-------- Provided text --------

For the company’s several Solutions/Products, two CaaS strategies have been followed during these years: the initial one, that contemplated the use of dedicated virtual machines and where the Platform was deployed through containers orchestrated with Rancher 1.6; and then the current one, to which the different Solutions should progressively migrate, based on the reuse of infrastructure and where both the Platform and the Solutions will be deployed in a single Openshift cluster.

During the month of January 2019, Onesait launched an RFP to decide which is the Platform for the deployment of reference containers in the organization – Among others, this included Microsoft with AKS, Red Hat with Openshift and Rancher 2 with RKE. After the release of this RFP, we decided to use Openshift as a technological base.

Rancher 1.6 + Cattle – “legacy” environments

The initial deployment strategy of the different Solutions and Disruptors of the organization, which use the onesait Platform as a technological base, is based on dedicated virtual machines where they deploy the different containers of both the onesait Platform and the Solution that uses it. These containers are managed by Rancher 1.6, a completely Open Source CaaS with Cattle, an orchestrator developed ad-hoc for Rancher.

-------- Provided data --------

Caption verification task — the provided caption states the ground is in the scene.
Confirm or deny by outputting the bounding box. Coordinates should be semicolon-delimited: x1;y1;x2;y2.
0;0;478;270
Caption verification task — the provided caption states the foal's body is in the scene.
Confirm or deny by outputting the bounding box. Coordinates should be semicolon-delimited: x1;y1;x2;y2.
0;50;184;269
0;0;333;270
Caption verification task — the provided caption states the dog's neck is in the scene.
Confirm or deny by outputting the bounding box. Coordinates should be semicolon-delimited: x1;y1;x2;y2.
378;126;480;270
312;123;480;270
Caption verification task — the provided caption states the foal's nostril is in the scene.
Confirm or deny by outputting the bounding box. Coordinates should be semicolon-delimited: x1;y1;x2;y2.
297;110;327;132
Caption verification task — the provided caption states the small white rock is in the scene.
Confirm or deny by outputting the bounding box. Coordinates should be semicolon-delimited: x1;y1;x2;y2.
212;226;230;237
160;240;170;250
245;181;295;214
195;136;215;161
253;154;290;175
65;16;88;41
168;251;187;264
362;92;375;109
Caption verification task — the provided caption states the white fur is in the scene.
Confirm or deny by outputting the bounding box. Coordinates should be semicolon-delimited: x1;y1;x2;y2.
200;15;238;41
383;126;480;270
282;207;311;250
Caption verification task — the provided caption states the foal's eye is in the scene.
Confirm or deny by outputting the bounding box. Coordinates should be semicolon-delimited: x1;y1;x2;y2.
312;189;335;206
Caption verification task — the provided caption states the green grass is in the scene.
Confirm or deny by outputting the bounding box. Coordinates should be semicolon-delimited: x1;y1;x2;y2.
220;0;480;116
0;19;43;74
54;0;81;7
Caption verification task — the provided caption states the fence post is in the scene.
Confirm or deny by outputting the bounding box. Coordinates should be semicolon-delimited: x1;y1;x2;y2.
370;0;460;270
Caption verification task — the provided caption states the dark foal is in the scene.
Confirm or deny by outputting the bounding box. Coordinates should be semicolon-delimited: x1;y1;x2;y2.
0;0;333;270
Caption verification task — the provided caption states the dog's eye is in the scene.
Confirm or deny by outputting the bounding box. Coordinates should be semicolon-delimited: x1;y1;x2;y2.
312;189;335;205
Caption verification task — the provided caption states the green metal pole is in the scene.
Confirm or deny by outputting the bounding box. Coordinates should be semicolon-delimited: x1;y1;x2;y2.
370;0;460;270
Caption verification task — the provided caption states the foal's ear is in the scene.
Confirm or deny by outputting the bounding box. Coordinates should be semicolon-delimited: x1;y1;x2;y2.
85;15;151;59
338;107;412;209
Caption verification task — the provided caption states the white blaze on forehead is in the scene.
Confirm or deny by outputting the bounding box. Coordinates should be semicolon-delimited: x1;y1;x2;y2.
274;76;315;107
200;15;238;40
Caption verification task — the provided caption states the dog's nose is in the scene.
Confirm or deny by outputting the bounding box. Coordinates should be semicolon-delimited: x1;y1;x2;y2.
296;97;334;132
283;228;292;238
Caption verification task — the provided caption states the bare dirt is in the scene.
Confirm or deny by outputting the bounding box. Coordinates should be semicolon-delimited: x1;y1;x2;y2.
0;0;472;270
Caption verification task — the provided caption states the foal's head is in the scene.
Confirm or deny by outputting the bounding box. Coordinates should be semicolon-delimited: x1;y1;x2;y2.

--------

§ Short task
From the text on CaaS strategies above, list each option it names as included in the RFP Onesait launched in January 2019.

§ Correct result
- Microsoft with AKS
- Red Hat with Openshift
- Rancher 2 with RKE